§ Exercise description
Return every line of the records that contains the string "Target", matching case exactly.

§ Data items
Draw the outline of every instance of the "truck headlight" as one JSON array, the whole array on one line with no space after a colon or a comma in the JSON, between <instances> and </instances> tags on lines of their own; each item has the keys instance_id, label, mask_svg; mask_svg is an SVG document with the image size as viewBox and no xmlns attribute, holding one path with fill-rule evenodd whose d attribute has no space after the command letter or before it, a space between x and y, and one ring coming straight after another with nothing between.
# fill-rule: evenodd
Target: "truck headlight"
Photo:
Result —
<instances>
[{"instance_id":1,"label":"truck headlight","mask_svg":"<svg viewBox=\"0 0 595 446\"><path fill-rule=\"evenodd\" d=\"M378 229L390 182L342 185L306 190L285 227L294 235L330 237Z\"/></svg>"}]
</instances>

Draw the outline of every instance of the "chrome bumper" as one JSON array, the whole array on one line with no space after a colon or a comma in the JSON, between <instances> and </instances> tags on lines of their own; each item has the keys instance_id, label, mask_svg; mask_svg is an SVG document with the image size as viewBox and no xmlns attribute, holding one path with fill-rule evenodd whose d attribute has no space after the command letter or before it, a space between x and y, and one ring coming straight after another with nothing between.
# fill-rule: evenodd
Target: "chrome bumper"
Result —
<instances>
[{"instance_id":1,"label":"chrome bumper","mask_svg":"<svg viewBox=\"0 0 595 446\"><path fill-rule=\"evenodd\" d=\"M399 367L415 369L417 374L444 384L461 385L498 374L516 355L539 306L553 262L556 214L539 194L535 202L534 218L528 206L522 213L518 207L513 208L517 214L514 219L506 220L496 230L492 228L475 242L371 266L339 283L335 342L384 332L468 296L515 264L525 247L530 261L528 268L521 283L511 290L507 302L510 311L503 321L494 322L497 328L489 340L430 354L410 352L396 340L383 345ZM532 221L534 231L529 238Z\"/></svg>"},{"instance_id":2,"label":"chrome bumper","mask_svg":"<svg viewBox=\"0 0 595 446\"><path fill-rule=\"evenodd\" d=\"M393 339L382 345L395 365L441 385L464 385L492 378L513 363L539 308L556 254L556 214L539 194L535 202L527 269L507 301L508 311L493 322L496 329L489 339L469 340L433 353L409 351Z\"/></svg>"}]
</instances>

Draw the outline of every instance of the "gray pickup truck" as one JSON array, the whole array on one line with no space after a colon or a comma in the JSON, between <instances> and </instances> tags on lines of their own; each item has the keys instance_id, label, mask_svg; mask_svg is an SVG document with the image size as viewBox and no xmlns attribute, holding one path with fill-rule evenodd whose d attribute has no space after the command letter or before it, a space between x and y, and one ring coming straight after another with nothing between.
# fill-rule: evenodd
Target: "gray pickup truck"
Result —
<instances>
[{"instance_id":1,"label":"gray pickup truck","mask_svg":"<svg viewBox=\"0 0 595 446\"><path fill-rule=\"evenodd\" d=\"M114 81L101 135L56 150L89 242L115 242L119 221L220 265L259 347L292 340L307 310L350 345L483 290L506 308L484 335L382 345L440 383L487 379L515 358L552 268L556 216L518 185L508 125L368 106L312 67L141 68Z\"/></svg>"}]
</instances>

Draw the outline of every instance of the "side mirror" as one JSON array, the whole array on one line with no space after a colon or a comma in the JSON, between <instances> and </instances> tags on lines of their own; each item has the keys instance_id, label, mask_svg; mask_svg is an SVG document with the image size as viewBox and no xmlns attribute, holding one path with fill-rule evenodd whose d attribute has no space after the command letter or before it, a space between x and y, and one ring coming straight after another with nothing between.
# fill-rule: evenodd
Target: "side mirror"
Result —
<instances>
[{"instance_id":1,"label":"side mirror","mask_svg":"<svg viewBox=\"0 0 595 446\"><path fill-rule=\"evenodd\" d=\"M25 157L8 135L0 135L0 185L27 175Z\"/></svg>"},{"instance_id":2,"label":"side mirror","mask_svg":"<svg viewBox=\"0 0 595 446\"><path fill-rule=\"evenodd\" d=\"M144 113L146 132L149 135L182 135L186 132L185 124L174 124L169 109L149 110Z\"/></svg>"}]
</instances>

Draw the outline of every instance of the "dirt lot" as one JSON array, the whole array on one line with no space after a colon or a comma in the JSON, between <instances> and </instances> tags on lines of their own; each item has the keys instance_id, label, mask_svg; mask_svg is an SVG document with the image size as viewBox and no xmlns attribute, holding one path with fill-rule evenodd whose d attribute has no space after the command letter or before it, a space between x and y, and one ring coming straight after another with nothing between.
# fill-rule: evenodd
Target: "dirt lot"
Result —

§ Task result
Target: "truck headlight"
Target: "chrome bumper"
Target: "gray pickup truck"
Target: "side mirror"
Target: "dirt lot"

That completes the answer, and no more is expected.